Yang Zhang on Environmental Hazards and Housing Choice

Virginia Tech’s Yang Zhang has an interesting manuscript in this issue of the Journal of Planning Education and Research on housing choice and risk perception.

Zhang, Y. 2010. Residential housing choice in a multihazard environment: Implications for natural hazards mitigation and community environmental justice. Journal of Planning Education and Research. doi:10.1177/0739456X10381386.

This study examines residents’ housing decisions in a multihazard environment (flood, hurricane, and toxic chemicals). The combination of a hedonic price model and a household survey conducted in Harris County, Texas, indicates that flood hazard was an important factor in households’ housing decisions, but not hurricane and toxic materials hazards. The results have further suggested that home buyers were poorly informed about hurricane and toxic materials hazards when housing decisions were made and came to understand their vulnerability only while living in hazard-prone neighborhoods. Moreover, it appears that low-income households and minorities were the least-informed group in the housing market. These findings provide implications for using hazard information programs to promote community resilience to natural hazards and community environmental justice.

Source records:

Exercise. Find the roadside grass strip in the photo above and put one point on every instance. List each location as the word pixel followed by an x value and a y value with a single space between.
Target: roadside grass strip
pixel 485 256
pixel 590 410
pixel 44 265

§ **REQUIRED TASKS**
[1] Answer these from the piece on Yang Zhang's housing study:
(a) With which university is Yang Zhang identified?
(b) In which county and state was the household survey conducted?
(c) Which groups appeared to be the least informed in the housing market?
[2] Pick up the piece on Yang Zhang's housing study after its final sentence and carry it forward.

§ **RESULTS FOR THE EXERCISE**
[1]
(a) Virginia Tech
(b) Harris County, Texas
(c) Low-income households and minorities

[2]
There are some things you can quibble with here: for some reason, the study includes a poorly defined access measure (perceived importance of accessibility)–which I can’t imagine survey respondents answering in a consistent way—and little else about housing characteristics in a hedonic specification. That leaves the study open to criticism about latent variables. Is lack of access (or having access) really a deal-breaker in this Texas County? How much difference in supply does one have to choose from in the housing markets, no matter how much difference there might be in preference?

Nonetheless, the idea is a good one, and his point is more about the difficulties of housing choice in markets about multiple hazards, at least a couple of which are low-probability hazards, when information is not cost-free.

The problem with leaving out the rest of what would be a fuller specification is that we could also explain differences in willingness to accept housing in hazard-prone area by other factors, such as relative school quality. Or a preference ordering of hazards, based on information preferences (or not): so some aspects of air quality are hyped over and over, but information about toxic events is harder to come by and the events are low-profile and infrequent, so households locate according to one set of information but not the other—and even risk people can’t seem to agree on which is the more important source of risk: locating near small but chronic hazards or near low-probability larger hazards.